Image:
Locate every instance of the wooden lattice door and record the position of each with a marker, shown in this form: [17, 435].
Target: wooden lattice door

---

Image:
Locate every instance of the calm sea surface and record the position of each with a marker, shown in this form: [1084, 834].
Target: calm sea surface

What the task requires
Collect every line from the entries above that contains the string "Target". Treat uppercase and lowercase as different.

Finished task
Target: wooden lattice door
Target: calm sea surface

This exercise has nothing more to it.